(Makale):
= = = =

Bu firma benzer şaşkınlığı sütteki GDO'lu girdide de yaptıydı. Sormuştuk süt aldığınız inekler GDO'lu yem tüketiyor mu diye. Hayır, biz yemlerimizi Çamlı'dan alıyoruz dediler. Çamlıya sorduk, bakanlığın izin verdiği ithal girdileri kulanıyoruz dediler :)
Pınar Et'in kendi sitesinde eklediği Tarım Bakanlığı'nın yapmış olduğu 09.04.2012 tarihinde alınan numunenin analiz raporu. Rapor no:2868, parti no: 52228
Haberde geçen kanatlı etine rastlandığı söylenen raporun parti numarası da 52228, yani haberde aynı raporda kanatlı eti varken, aşağıda raporun belgesinde kanatlı eti yoktur demiş.
http://www.pinar.com.tr/images/analiz_raporu.pdf
Evet sayın kendinden çok emin üyeler, Tarım Bakanlığı'nın kendi yaptığı analizin belgesi yukarıda ve kanatlı eti yok diyiyor. Ne diyeceksiniz şimdi?
Cevabınızı merakla bekliyorum.
Bu arada tekrar söyleyeyim, Pınar'ın avukatlığını üstlenecek değilim ama çok sayıda insanın çalıştığı, Türkiye'nin konusunda sayılı şirketlerinden biri olan bir firmaya, elde kesin delil olmadığı halde bu kadar kolay çamur atılabilmesini, bu kadar kolay linç kampanyası yürütülebilmesini, ne vicdanım ne aklım kabul etmiyor.
Sn Syılmaz
Kimsenin bir linç kampanyası başlattığı yok. Konuyu açan benim ve ilk mesajım da en üstte, okursanız hiç yorum yapmadan haberi kurallara uygun bir şekilde olduğu gibi kopyalayıp yapıştırdığımı ve kaynak belirttiğimi de görürsünüz. "Türkiye'de Gündem"

= = = =

(Veri kümesinden kesit):
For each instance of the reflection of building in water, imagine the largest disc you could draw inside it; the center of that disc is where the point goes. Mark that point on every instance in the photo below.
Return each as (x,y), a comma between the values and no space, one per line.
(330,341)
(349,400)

= = = =

Makaleyi tek bir sözcüğünü bile değiştirmeden baştan sona yineleyiniz. Materyale bu çalışmada başvurulmasına gerek yoktur.

Bu firma benzer şaşkınlığı sütteki GDO'lu girdide de yaptıydı. Sormuştuk süt aldığınız inekler GDO'lu yem tüketiyor mu diye. Hayır, biz yemlerimizi Çamlı'dan alıyoruz dediler. Çamlıya sorduk, bakanlığın izin verdiği ithal girdileri kulanıyoruz dediler :)
Pınar Et'in kendi sitesinde eklediği Tarım Bakanlığı'nın yapmış olduğu 09.04.2012 tarihinde alınan numunenin analiz raporu. Rapor no:2868, parti no: 52228
Haberde geçen kanatlı etine rastlandığı söylenen raporun parti numarası da 52228, yani haberde aynı raporda kanatlı eti varken, aşağıda raporun belgesinde kanatlı eti yoktur demiş.
http://www.pinar.com.tr/images/analiz_raporu.pdf
Evet sayın kendinden çok emin üyeler, Tarım Bakanlığı'nın kendi yaptığı analizin belgesi yukarıda ve kanatlı eti yok diyiyor. Ne diyeceksiniz şimdi?
Cevabınızı merakla bekliyorum.
Bu arada tekrar söyleyeyim, Pınar'ın avukatlığını üstlenecek değilim ama çok sayıda insanın çalıştığı, Türkiye'nin konusunda sayılı şirketlerinden biri olan bir firmaya, elde kesin delil olmadığı halde bu kadar kolay çamur atılabilmesini, bu kadar kolay linç kampanyası yürütülebilmesini, ne vicdanım ne aklım kabul etmiyor.
Sn Syılmaz
Kimsenin bir linç kampanyası başlattığı yok. Konuyu açan benim ve ilk mesajım da en üstte, okursanız hiç yorum yapmadan haberi kurallara uygun bir şekilde olduğu gibi kopyalayıp yapıştırdığımı ve kaynak belirttiğimi de görürsünüz. "Türkiye'de Gündem"